- _Task to complete_
Extract the entries in their exact form.

- _Stored data_
Content starts

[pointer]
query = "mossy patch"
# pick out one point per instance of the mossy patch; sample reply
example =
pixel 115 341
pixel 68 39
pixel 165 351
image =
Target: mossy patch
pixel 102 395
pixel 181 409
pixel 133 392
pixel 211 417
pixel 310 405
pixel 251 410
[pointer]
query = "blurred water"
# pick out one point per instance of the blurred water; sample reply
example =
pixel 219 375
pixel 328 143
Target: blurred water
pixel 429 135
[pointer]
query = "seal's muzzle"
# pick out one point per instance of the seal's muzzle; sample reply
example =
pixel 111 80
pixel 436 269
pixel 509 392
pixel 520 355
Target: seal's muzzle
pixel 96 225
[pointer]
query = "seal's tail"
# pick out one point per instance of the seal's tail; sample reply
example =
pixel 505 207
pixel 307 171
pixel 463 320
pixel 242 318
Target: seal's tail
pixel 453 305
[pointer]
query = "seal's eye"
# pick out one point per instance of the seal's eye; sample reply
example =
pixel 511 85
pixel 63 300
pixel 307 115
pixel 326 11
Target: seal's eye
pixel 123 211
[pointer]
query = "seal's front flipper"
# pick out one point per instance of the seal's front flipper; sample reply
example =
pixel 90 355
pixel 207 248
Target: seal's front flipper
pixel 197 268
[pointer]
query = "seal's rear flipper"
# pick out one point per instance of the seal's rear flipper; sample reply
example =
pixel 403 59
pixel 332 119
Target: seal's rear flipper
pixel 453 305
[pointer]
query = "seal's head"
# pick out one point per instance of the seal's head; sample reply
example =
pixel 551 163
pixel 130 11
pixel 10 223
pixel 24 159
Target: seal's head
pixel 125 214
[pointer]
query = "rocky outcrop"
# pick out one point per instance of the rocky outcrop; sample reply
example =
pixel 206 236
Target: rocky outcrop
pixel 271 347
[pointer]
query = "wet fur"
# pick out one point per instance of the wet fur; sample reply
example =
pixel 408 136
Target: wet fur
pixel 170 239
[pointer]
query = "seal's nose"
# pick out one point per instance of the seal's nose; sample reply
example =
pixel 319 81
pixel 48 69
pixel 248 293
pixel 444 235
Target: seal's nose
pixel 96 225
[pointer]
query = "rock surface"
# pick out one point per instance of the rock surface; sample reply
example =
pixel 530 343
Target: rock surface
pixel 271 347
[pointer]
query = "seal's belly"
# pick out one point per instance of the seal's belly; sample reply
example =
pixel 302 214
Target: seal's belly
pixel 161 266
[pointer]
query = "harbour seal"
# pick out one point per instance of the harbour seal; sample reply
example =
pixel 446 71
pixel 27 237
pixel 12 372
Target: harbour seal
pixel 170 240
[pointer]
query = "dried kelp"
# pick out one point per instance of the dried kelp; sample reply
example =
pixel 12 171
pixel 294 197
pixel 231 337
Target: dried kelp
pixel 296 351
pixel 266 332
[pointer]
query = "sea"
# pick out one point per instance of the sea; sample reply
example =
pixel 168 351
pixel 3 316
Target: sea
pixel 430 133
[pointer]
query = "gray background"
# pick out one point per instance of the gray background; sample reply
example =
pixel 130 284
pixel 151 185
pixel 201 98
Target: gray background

Content ends

- _Answer for this exercise_
[pointer]
query = "mossy patch"
# pick out one point per instance of the mossy patch; sample reply
example =
pixel 115 341
pixel 68 39
pixel 165 351
image =
Target: mossy patch
pixel 102 395
pixel 181 409
pixel 133 392
pixel 211 417
pixel 310 405
pixel 251 410
[pointer]
query = "blurred water"
# pick out one point per instance of the blurred water; sample reply
example =
pixel 219 375
pixel 328 143
Target: blurred water
pixel 429 135
[pointer]
query = "seal's muzzle"
# pick out one point per instance of the seal's muzzle; sample reply
example =
pixel 111 80
pixel 436 269
pixel 509 392
pixel 520 355
Target: seal's muzzle
pixel 96 225
[pointer]
query = "seal's tail"
# pick out one point per instance of the seal's tail; sample reply
example =
pixel 505 207
pixel 307 171
pixel 463 320
pixel 242 318
Target: seal's tail
pixel 453 305
[pointer]
query = "seal's eye"
# pick out one point per instance of the seal's eye; sample reply
example =
pixel 511 85
pixel 63 300
pixel 307 115
pixel 326 11
Target: seal's eye
pixel 123 211
[pointer]
query = "seal's front flipper"
# pick out one point per instance of the seal's front flipper; sample reply
example =
pixel 90 355
pixel 207 248
Target: seal's front flipper
pixel 197 268
[pointer]
query = "seal's rear flipper"
# pick out one point per instance of the seal's rear flipper; sample reply
example =
pixel 403 59
pixel 332 119
Target: seal's rear flipper
pixel 453 305
[pointer]
query = "seal's head"
# pick out one point per instance of the seal's head; sample reply
example =
pixel 551 163
pixel 130 11
pixel 10 223
pixel 24 159
Target: seal's head
pixel 125 214
[pointer]
query = "rocky outcrop"
# pick out one point per instance of the rocky outcrop; sample reply
example =
pixel 206 236
Target: rocky outcrop
pixel 271 347
[pointer]
query = "wet fur"
# pick out one point per instance of the wet fur; sample reply
example =
pixel 408 136
Target: wet fur
pixel 170 239
[pointer]
query = "seal's nose"
# pick out one point per instance of the seal's nose; sample reply
example =
pixel 319 81
pixel 48 69
pixel 248 293
pixel 444 235
Target: seal's nose
pixel 96 225
[pointer]
query = "rock surface"
# pick out one point per instance of the rock surface; sample reply
example =
pixel 530 343
Target: rock surface
pixel 271 347
[pointer]
query = "seal's belly"
# pick out one point per instance of the seal's belly; sample reply
example =
pixel 302 214
Target: seal's belly
pixel 161 266
[pointer]
query = "harbour seal"
# pick out one point per instance of the harbour seal; sample reply
example =
pixel 446 71
pixel 27 237
pixel 12 372
Target: harbour seal
pixel 170 240
[pointer]
query = "dried kelp"
# pick out one point per instance of the dried kelp; sample reply
example =
pixel 12 171
pixel 294 197
pixel 231 337
Target: dried kelp
pixel 296 351
pixel 266 332
[pointer]
query = "sea"
# pick out one point per instance of the sea; sample reply
example =
pixel 168 351
pixel 3 316
Target: sea
pixel 430 133
[pointer]
query = "gray background"
# pick out one point per instance of the gray background; sample reply
example =
pixel 130 284
pixel 151 185
pixel 201 98
Target: gray background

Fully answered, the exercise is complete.